Source extract:
►

Friday, August 12, 2005

WE'RE NOT SAVING THE WORLD HERE

WE'RE NOT SAVING THE WORLD HERE

My longtime pal Mitch Martin, who has a real job working at a major financial magazine (not the one that used to employ me), is involved with the Burning Man festival. While you couldn't get me there unless it was in a stretch Hummer with its own bed, bathroom, maid, and butler, he and other friends of ours (one of whom is Kelly Lyles, a friend of my spouse's college roommate Cindy and of whom we are likewise fond) (check out her website, and particularly her car, "Leopard Bernstein") are. The festival comes up at the end of this month, and he recently sent me this email:

Date: Wed, 13 Jul 2005 19:01:00 -0700 (PDT)
From: Mitchell Martin
Subject: I don't do this very often...

...but I'm asking all my friends and colleagues (and all those random people in my address book who are going to be surprised to read this) for a small donation.

Small, as in $5-$20.

I wish I could say it's for a good cause like saving the world or saving the whales or saving the world from whales, but it's less grandiose than that, although it *is* tax-deductible for those of you subject to U.S. taxes.

As many of you know, I've been associated with the Black Rock Gazette at Burning Man for the past several years. This year, the Burning Man organization decided not to fund the Gazette, except for one preliminary issue. In the scheme of things, a free and sometimes loopy newspaper at Burning Man might not seem like a big deal to many of you, but it's important in the context of providing interesting and reliable information to a community, which the professional journalism world seems increasingly unable or unwilling to do.

Saddened by the loss of our funding, a bunch of the core staff of the old Black Rock Gazette is creating a new newspaper, the Black Rock Beacon. Unlike the Gazette, we have to pay for all of this out of our own pocket, and the dozen or so of us involved have already pledged several thousand dollars of our own money to it. We're also spending a lot of time working on it ahead of Burning Man, which takes place at the end of August.

◄

Dataset:
►

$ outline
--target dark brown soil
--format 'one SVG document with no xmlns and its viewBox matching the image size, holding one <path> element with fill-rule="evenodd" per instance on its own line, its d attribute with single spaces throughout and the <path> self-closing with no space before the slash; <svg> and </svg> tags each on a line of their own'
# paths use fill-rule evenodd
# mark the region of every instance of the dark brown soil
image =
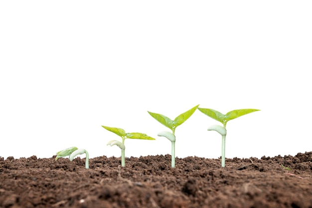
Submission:
<svg viewBox="0 0 312 208">
<path fill-rule="evenodd" d="M 0 158 L 0 208 L 312 208 L 312 152 L 226 160 Z M 283 166 L 282 166 L 283 165 Z M 288 170 L 289 168 L 291 170 Z"/>
</svg>

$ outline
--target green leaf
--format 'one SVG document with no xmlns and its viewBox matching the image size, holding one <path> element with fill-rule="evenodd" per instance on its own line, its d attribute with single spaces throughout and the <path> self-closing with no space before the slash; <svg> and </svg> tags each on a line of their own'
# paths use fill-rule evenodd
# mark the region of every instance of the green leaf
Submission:
<svg viewBox="0 0 312 208">
<path fill-rule="evenodd" d="M 173 130 L 173 121 L 164 116 L 163 115 L 159 114 L 158 113 L 152 113 L 151 112 L 148 111 L 150 115 L 151 115 L 154 118 L 156 119 L 158 122 L 163 125 L 166 127 L 169 128 L 171 130 Z"/>
<path fill-rule="evenodd" d="M 244 115 L 252 113 L 253 112 L 260 111 L 257 109 L 246 109 L 234 110 L 228 112 L 226 115 L 222 114 L 219 111 L 213 109 L 208 108 L 197 108 L 202 113 L 207 115 L 208 116 L 220 122 L 224 125 L 226 125 L 226 123 L 234 118 L 236 118 Z"/>
<path fill-rule="evenodd" d="M 199 106 L 199 105 L 197 105 L 196 106 L 192 108 L 189 109 L 187 111 L 183 113 L 182 114 L 179 115 L 178 117 L 175 118 L 174 121 L 173 121 L 173 125 L 175 128 L 176 128 L 178 126 L 180 125 L 182 123 L 183 123 L 186 120 L 187 120 L 188 118 L 189 118 L 195 112 L 197 107 Z"/>
<path fill-rule="evenodd" d="M 126 132 L 123 129 L 120 129 L 119 128 L 109 127 L 104 126 L 102 126 L 102 127 L 122 137 L 126 136 Z"/>
<path fill-rule="evenodd" d="M 77 147 L 72 147 L 69 148 L 65 149 L 65 150 L 61 150 L 60 151 L 56 153 L 56 157 L 55 158 L 55 160 L 57 160 L 59 158 L 69 156 L 73 152 L 77 150 L 78 150 L 78 148 Z"/>
<path fill-rule="evenodd" d="M 220 122 L 223 124 L 224 121 L 225 115 L 213 109 L 209 108 L 197 108 L 198 110 L 204 114 L 206 114 L 210 118 L 212 118 Z"/>
<path fill-rule="evenodd" d="M 144 139 L 147 140 L 155 140 L 155 139 L 145 134 L 142 134 L 142 133 L 127 133 L 126 135 L 126 137 L 129 139 Z"/>
<path fill-rule="evenodd" d="M 244 115 L 258 111 L 260 111 L 260 110 L 251 109 L 234 110 L 228 112 L 225 115 L 224 118 L 227 122 L 234 118 L 243 116 Z"/>
</svg>

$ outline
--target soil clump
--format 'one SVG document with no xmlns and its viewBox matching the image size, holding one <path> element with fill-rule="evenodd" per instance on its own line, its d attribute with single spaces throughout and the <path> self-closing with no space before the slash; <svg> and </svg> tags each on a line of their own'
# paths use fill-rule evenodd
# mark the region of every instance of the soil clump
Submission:
<svg viewBox="0 0 312 208">
<path fill-rule="evenodd" d="M 221 160 L 0 157 L 0 208 L 312 208 L 312 152 Z"/>
</svg>

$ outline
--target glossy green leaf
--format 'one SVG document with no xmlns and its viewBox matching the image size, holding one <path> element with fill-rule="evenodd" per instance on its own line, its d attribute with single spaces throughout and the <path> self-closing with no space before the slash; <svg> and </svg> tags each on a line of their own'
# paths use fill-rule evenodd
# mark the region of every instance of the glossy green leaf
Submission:
<svg viewBox="0 0 312 208">
<path fill-rule="evenodd" d="M 244 115 L 258 111 L 260 111 L 260 110 L 251 109 L 234 110 L 232 111 L 230 111 L 225 114 L 224 118 L 227 121 L 229 121 L 232 119 L 234 119 L 234 118 L 243 116 Z"/>
<path fill-rule="evenodd" d="M 55 158 L 55 160 L 57 160 L 59 158 L 69 156 L 73 152 L 77 150 L 78 150 L 78 148 L 77 147 L 72 147 L 69 148 L 65 149 L 65 150 L 61 150 L 60 151 L 56 153 L 56 157 Z"/>
<path fill-rule="evenodd" d="M 152 113 L 151 112 L 148 111 L 150 115 L 151 115 L 154 118 L 156 119 L 158 122 L 163 125 L 164 126 L 169 128 L 171 130 L 173 130 L 173 121 L 164 116 L 163 115 L 159 114 L 158 113 Z"/>
<path fill-rule="evenodd" d="M 173 125 L 175 128 L 176 128 L 178 126 L 180 125 L 183 123 L 186 120 L 187 120 L 195 112 L 199 105 L 197 105 L 193 108 L 191 108 L 187 111 L 183 113 L 175 118 L 174 121 L 173 121 Z"/>
<path fill-rule="evenodd" d="M 224 115 L 222 114 L 219 111 L 209 108 L 197 108 L 197 109 L 200 112 L 204 114 L 206 114 L 210 118 L 223 123 L 223 122 L 224 121 Z"/>
<path fill-rule="evenodd" d="M 217 111 L 213 109 L 200 108 L 197 108 L 202 113 L 203 113 L 208 116 L 220 122 L 223 124 L 224 125 L 226 125 L 226 123 L 231 120 L 248 113 L 252 113 L 253 112 L 260 111 L 260 110 L 252 109 L 239 109 L 230 111 L 226 115 L 224 115 L 219 111 Z"/>
<path fill-rule="evenodd" d="M 115 133 L 118 136 L 121 137 L 124 137 L 126 136 L 126 132 L 123 129 L 115 127 L 109 127 L 108 126 L 102 126 L 104 129 Z"/>
<path fill-rule="evenodd" d="M 142 133 L 127 133 L 126 134 L 126 137 L 129 139 L 144 139 L 147 140 L 155 140 L 155 139 L 145 134 L 142 134 Z"/>
</svg>

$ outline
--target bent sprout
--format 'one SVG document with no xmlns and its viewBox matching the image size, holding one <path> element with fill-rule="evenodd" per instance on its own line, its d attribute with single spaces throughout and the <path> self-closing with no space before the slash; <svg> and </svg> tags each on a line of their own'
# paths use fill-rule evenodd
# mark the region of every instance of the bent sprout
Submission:
<svg viewBox="0 0 312 208">
<path fill-rule="evenodd" d="M 121 150 L 121 166 L 125 167 L 125 140 L 126 139 L 143 139 L 146 140 L 155 140 L 155 139 L 145 134 L 142 133 L 126 133 L 123 129 L 115 127 L 109 127 L 108 126 L 102 126 L 103 128 L 112 132 L 121 137 L 122 142 L 117 140 L 111 140 L 108 142 L 107 145 L 111 147 L 116 145 Z"/>
<path fill-rule="evenodd" d="M 76 147 L 72 147 L 69 148 L 61 150 L 56 153 L 55 160 L 59 158 L 69 156 L 69 160 L 71 162 L 74 158 L 78 155 L 86 154 L 86 169 L 89 169 L 89 153 L 84 149 L 78 149 Z"/>
</svg>

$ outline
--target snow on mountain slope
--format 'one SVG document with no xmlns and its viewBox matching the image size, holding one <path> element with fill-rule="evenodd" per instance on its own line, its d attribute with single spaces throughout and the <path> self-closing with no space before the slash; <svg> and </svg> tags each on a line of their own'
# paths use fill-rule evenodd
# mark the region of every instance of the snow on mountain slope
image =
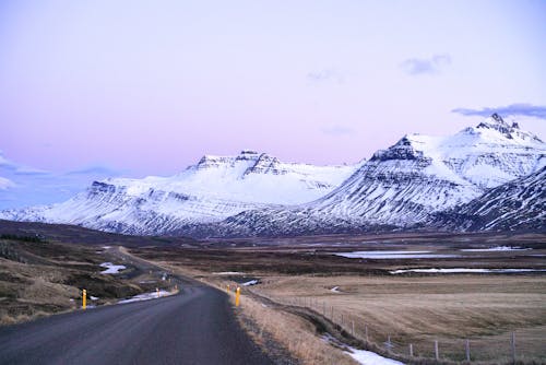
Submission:
<svg viewBox="0 0 546 365">
<path fill-rule="evenodd" d="M 311 203 L 244 212 L 201 228 L 206 235 L 214 229 L 227 235 L 293 235 L 407 227 L 545 165 L 544 142 L 492 115 L 450 137 L 405 136 Z"/>
<path fill-rule="evenodd" d="M 406 136 L 314 204 L 324 214 L 412 225 L 545 164 L 544 142 L 494 115 L 450 137 Z"/>
<path fill-rule="evenodd" d="M 238 156 L 204 156 L 173 177 L 94 181 L 63 203 L 4 211 L 0 217 L 158 234 L 183 224 L 221 221 L 245 210 L 311 201 L 354 169 L 282 163 L 264 153 L 242 151 Z"/>
<path fill-rule="evenodd" d="M 546 232 L 546 167 L 438 214 L 436 225 L 463 231 Z"/>
</svg>

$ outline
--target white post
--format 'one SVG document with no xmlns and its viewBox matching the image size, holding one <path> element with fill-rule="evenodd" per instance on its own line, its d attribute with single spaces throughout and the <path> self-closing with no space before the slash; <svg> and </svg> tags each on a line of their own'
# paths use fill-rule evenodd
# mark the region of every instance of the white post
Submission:
<svg viewBox="0 0 546 365">
<path fill-rule="evenodd" d="M 466 361 L 470 363 L 471 362 L 471 342 L 466 340 Z"/>
<path fill-rule="evenodd" d="M 512 363 L 515 364 L 515 332 L 512 332 L 512 338 L 510 342 L 512 346 Z"/>
</svg>

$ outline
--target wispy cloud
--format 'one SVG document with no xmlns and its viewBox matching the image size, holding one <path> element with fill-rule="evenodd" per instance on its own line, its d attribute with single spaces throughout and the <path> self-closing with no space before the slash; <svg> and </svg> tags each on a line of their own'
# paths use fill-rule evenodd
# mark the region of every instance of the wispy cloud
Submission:
<svg viewBox="0 0 546 365">
<path fill-rule="evenodd" d="M 451 56 L 434 55 L 430 58 L 408 58 L 400 64 L 402 70 L 411 75 L 437 74 L 451 64 Z"/>
<path fill-rule="evenodd" d="M 118 176 L 121 172 L 107 166 L 91 166 L 67 173 L 67 175 L 104 175 Z"/>
<path fill-rule="evenodd" d="M 0 176 L 0 190 L 8 190 L 9 188 L 15 187 L 15 182 L 12 180 Z"/>
<path fill-rule="evenodd" d="M 351 128 L 344 127 L 344 126 L 330 126 L 330 127 L 322 128 L 321 131 L 324 134 L 330 134 L 330 136 L 335 136 L 335 137 L 348 136 L 348 134 L 355 133 L 354 129 L 351 129 Z"/>
<path fill-rule="evenodd" d="M 524 117 L 534 117 L 538 119 L 546 119 L 546 106 L 523 104 L 523 103 L 499 106 L 495 108 L 485 107 L 482 109 L 456 108 L 451 111 L 461 114 L 463 116 L 488 117 L 491 114 L 497 113 L 500 114 L 501 116 L 524 116 Z"/>
<path fill-rule="evenodd" d="M 319 71 L 312 71 L 307 74 L 307 81 L 312 83 L 333 82 L 341 84 L 345 82 L 345 76 L 335 68 L 328 68 Z"/>
</svg>

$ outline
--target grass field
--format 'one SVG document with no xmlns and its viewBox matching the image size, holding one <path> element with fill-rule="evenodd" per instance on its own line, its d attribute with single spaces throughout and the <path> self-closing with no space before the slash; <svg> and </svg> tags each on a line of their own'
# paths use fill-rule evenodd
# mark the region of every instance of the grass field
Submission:
<svg viewBox="0 0 546 365">
<path fill-rule="evenodd" d="M 408 360 L 465 360 L 470 341 L 473 362 L 510 363 L 511 333 L 518 360 L 546 363 L 546 274 L 390 274 L 408 268 L 546 269 L 546 245 L 539 235 L 411 237 L 384 242 L 359 237 L 295 238 L 283 242 L 216 243 L 206 249 L 134 249 L 182 271 L 217 283 L 260 283 L 244 287 L 289 307 L 307 307 L 318 317 L 342 325 L 346 332 Z M 462 251 L 515 246 L 526 250 Z M 420 250 L 449 258 L 348 259 L 335 252 Z M 224 273 L 223 275 L 221 273 Z M 332 291 L 336 287 L 335 291 Z M 333 308 L 333 317 L 332 317 Z M 257 316 L 257 314 L 253 314 Z M 264 315 L 268 317 L 269 315 Z M 273 329 L 274 331 L 274 329 Z M 316 333 L 318 335 L 319 333 Z M 420 356 L 420 357 L 419 357 Z M 410 358 L 411 360 L 411 358 Z"/>
</svg>

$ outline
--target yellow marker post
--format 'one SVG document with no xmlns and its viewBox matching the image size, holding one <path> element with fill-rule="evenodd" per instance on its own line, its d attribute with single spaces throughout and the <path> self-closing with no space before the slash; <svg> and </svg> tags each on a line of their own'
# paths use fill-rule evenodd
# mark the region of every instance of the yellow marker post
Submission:
<svg viewBox="0 0 546 365">
<path fill-rule="evenodd" d="M 239 301 L 240 301 L 240 287 L 237 286 L 237 293 L 235 294 L 235 306 L 239 306 Z"/>
</svg>

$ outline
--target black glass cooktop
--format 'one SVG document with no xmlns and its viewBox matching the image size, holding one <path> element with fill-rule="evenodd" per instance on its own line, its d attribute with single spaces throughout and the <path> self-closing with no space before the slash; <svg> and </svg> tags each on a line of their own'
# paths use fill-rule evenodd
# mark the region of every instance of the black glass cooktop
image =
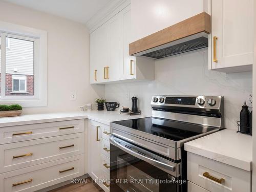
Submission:
<svg viewBox="0 0 256 192">
<path fill-rule="evenodd" d="M 214 130 L 214 128 L 206 128 L 203 126 L 152 117 L 125 120 L 113 123 L 175 141 Z"/>
</svg>

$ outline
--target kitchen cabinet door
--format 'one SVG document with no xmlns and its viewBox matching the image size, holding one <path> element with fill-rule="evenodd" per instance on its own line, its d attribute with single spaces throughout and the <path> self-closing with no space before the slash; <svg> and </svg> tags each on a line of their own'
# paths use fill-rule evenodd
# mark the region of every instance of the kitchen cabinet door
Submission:
<svg viewBox="0 0 256 192">
<path fill-rule="evenodd" d="M 100 123 L 90 121 L 88 123 L 88 162 L 89 174 L 94 179 L 101 177 Z"/>
<path fill-rule="evenodd" d="M 210 69 L 249 71 L 253 60 L 253 0 L 211 1 Z"/>
<path fill-rule="evenodd" d="M 111 18 L 107 25 L 109 46 L 109 65 L 106 66 L 107 80 L 115 81 L 120 79 L 120 13 Z"/>
<path fill-rule="evenodd" d="M 129 55 L 129 44 L 132 40 L 131 16 L 130 4 L 120 12 L 120 72 L 122 79 L 135 78 L 135 57 Z"/>
</svg>

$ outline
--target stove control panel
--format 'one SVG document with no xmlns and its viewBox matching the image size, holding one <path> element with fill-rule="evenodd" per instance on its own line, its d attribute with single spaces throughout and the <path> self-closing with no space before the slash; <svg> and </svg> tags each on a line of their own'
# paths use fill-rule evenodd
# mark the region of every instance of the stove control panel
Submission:
<svg viewBox="0 0 256 192">
<path fill-rule="evenodd" d="M 223 97 L 221 96 L 154 95 L 151 105 L 220 109 L 223 102 Z"/>
</svg>

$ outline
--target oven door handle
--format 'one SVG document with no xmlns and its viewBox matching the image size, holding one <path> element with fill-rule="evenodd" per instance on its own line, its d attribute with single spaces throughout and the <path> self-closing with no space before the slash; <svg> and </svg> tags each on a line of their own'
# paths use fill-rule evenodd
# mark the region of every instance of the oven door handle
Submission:
<svg viewBox="0 0 256 192">
<path fill-rule="evenodd" d="M 159 168 L 161 167 L 165 169 L 170 170 L 173 172 L 175 172 L 176 170 L 176 168 L 175 166 L 168 165 L 167 164 L 163 163 L 162 162 L 158 161 L 155 159 L 150 158 L 141 155 L 138 153 L 137 153 L 133 150 L 131 150 L 128 148 L 126 148 L 122 146 L 122 145 L 120 144 L 118 142 L 115 141 L 114 139 L 111 138 L 110 138 L 110 143 L 118 147 L 118 148 L 121 149 L 122 150 L 129 153 L 129 154 L 131 154 L 139 159 L 140 159 L 144 161 L 146 161 L 148 163 L 150 163 L 153 165 L 155 165 Z"/>
</svg>

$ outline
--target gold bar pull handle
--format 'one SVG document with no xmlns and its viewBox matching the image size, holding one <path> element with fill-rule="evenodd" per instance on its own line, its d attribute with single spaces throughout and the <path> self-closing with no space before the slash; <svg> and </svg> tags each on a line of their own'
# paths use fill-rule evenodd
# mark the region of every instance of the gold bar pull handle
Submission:
<svg viewBox="0 0 256 192">
<path fill-rule="evenodd" d="M 218 37 L 216 36 L 214 37 L 214 62 L 218 62 L 217 55 L 217 46 L 216 43 Z"/>
<path fill-rule="evenodd" d="M 19 155 L 17 156 L 12 156 L 13 159 L 16 159 L 16 158 L 18 158 L 19 157 L 27 157 L 27 156 L 32 156 L 33 155 L 33 153 L 30 153 L 27 154 L 24 154 L 24 155 Z"/>
<path fill-rule="evenodd" d="M 99 141 L 99 127 L 100 127 L 99 126 L 96 126 L 96 141 Z"/>
<path fill-rule="evenodd" d="M 110 168 L 110 165 L 108 165 L 106 163 L 104 163 L 103 164 L 103 166 L 104 166 L 106 168 Z"/>
<path fill-rule="evenodd" d="M 67 126 L 66 127 L 59 127 L 59 129 L 60 130 L 66 130 L 67 129 L 73 129 L 73 128 L 75 128 L 75 127 L 74 126 Z"/>
<path fill-rule="evenodd" d="M 210 179 L 211 180 L 214 181 L 215 182 L 217 182 L 217 183 L 219 183 L 220 184 L 222 184 L 225 182 L 225 179 L 223 178 L 221 178 L 220 179 L 217 179 L 213 176 L 210 176 L 209 175 L 209 173 L 208 172 L 205 172 L 203 173 L 203 176 L 204 177 L 205 177 L 206 178 Z"/>
<path fill-rule="evenodd" d="M 106 78 L 107 79 L 109 79 L 110 78 L 110 77 L 109 77 L 109 69 L 110 69 L 109 67 L 106 67 Z"/>
<path fill-rule="evenodd" d="M 104 67 L 104 79 L 106 79 L 106 67 Z"/>
<path fill-rule="evenodd" d="M 109 184 L 106 183 L 106 182 L 103 182 L 103 184 L 104 184 L 104 185 L 105 185 L 107 187 L 109 187 L 110 186 Z"/>
<path fill-rule="evenodd" d="M 134 61 L 134 60 L 131 59 L 130 60 L 130 74 L 131 75 L 134 75 L 134 74 L 132 72 L 132 62 Z"/>
<path fill-rule="evenodd" d="M 61 148 L 71 147 L 74 146 L 75 146 L 75 145 L 73 144 L 73 145 L 71 145 L 64 146 L 60 146 L 59 147 L 59 149 L 61 150 Z"/>
<path fill-rule="evenodd" d="M 68 169 L 65 169 L 65 170 L 59 170 L 59 172 L 60 174 L 61 174 L 61 173 L 63 173 L 63 172 L 68 172 L 69 170 L 73 170 L 73 169 L 74 169 L 75 168 L 74 168 L 74 167 L 72 167 L 70 168 L 68 168 Z"/>
<path fill-rule="evenodd" d="M 13 133 L 12 136 L 15 136 L 16 135 L 27 135 L 27 134 L 32 134 L 33 132 L 24 132 L 24 133 Z"/>
<path fill-rule="evenodd" d="M 108 132 L 103 132 L 103 133 L 108 135 L 111 134 L 110 133 L 108 133 Z"/>
<path fill-rule="evenodd" d="M 94 80 L 97 80 L 97 70 L 94 70 Z"/>
<path fill-rule="evenodd" d="M 104 151 L 106 151 L 106 152 L 110 152 L 110 150 L 108 149 L 108 148 L 106 148 L 106 147 L 104 147 L 104 148 L 103 148 L 103 150 L 104 150 Z"/>
<path fill-rule="evenodd" d="M 23 184 L 27 183 L 29 183 L 30 182 L 32 182 L 33 181 L 33 179 L 30 179 L 29 180 L 27 181 L 24 181 L 19 183 L 13 183 L 12 186 L 15 187 L 15 186 L 17 185 L 22 185 Z"/>
</svg>

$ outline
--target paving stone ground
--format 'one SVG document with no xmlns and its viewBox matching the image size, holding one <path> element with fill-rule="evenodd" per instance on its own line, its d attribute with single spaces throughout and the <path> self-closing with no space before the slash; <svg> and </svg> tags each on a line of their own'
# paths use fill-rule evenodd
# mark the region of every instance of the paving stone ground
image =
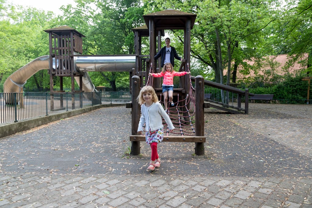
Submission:
<svg viewBox="0 0 312 208">
<path fill-rule="evenodd" d="M 103 108 L 0 139 L 2 207 L 311 207 L 311 105 L 205 109 L 194 145 L 129 155 L 131 110 Z"/>
</svg>

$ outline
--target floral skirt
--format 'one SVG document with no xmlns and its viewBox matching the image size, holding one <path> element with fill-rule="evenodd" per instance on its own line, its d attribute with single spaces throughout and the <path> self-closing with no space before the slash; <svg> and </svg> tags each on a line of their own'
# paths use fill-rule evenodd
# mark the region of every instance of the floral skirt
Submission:
<svg viewBox="0 0 312 208">
<path fill-rule="evenodd" d="M 150 144 L 153 142 L 158 143 L 163 141 L 163 128 L 161 128 L 155 131 L 151 131 L 150 130 L 149 131 L 146 131 L 145 134 L 145 140 L 147 144 Z"/>
</svg>

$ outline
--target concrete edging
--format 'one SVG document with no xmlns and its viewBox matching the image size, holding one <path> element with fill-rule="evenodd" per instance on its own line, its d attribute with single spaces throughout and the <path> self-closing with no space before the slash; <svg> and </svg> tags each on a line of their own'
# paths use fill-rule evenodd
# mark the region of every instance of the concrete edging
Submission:
<svg viewBox="0 0 312 208">
<path fill-rule="evenodd" d="M 62 118 L 68 118 L 101 108 L 122 106 L 125 105 L 125 103 L 102 104 L 91 107 L 80 108 L 63 113 L 34 118 L 17 122 L 10 123 L 3 125 L 0 125 L 0 138 L 9 136 L 18 132 L 28 130 Z"/>
</svg>

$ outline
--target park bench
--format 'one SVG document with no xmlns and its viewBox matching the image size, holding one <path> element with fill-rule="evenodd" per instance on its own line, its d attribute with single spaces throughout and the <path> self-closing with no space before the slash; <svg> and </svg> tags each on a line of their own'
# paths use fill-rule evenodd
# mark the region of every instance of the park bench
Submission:
<svg viewBox="0 0 312 208">
<path fill-rule="evenodd" d="M 273 99 L 274 95 L 274 94 L 255 94 L 254 96 L 250 96 L 249 99 L 253 102 L 256 100 L 265 100 L 267 103 L 268 101 Z"/>
</svg>

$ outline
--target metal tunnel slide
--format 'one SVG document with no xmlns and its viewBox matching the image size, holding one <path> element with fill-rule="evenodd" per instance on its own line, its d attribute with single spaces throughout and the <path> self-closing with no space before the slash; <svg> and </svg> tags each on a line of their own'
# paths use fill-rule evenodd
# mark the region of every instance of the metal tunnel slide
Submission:
<svg viewBox="0 0 312 208">
<path fill-rule="evenodd" d="M 4 82 L 3 92 L 5 93 L 21 92 L 21 88 L 30 77 L 41 70 L 49 69 L 49 57 L 48 55 L 38 57 L 10 75 Z M 84 73 L 82 90 L 89 92 L 95 92 L 95 90 L 88 72 L 129 72 L 135 67 L 135 56 L 119 55 L 74 57 L 74 62 L 77 71 Z M 57 62 L 56 64 L 58 64 Z M 79 83 L 79 77 L 75 77 L 75 79 L 76 82 Z M 6 102 L 11 102 L 6 100 Z"/>
</svg>

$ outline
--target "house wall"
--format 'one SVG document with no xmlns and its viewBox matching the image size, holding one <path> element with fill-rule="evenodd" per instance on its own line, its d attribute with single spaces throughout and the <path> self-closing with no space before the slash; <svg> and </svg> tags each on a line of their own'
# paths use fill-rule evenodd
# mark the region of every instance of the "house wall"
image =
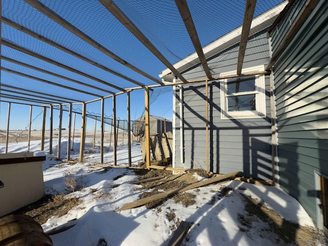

◄

Exercises:
1. In the blog post about the Burning Man newspaper, what is the name of the new paper that core staff of the old Black Rock Gazette are creating?
2. Write the next part of the blog post about the Burning Man newspaper, picking up right after its final sentence.

Expected results:
1. The Black Rock Beacon.

2.
We're about $2,000 short of what we need. In case you're wondering, if you wanted to create a two-page newspaper in the middle of the desert with equipment you could buy on eBay for a temporary community of 40,000 people, it would cost about $7,000 the first year, and maybe $3,000 after that, since the capital equipment -- and the cool wooden shack one of your buddies bought -- could be reused.

Those of you who are journalists or Burners will probably understand this. The others will just have to take it on faith that this a good cause -- or not, but if I've sold you, please give parsimoniously.

We have a website: www.blackrockbeacon.org, with instructions on making donations. You can use PayPal or credit cards, and if you don't have a PayPal account, this is an excellent opportunity to open one, you'll need it someday. The website also has some interesting Burning Man links, and if you've ever wanted to have a dangerous vacation in the middle of a desert in the middle of nowhere, maybe you'll come along this year.

Thanks,
Mitch


I told Mitch I'd send a few bucks his way, but I figure I can appeal to my fellow loonies out there, since we all share some sort of particular foible for our hobby. There is no obligation of course, but next time you see a story about Burning Man, you can know that you played some small part in the insanity.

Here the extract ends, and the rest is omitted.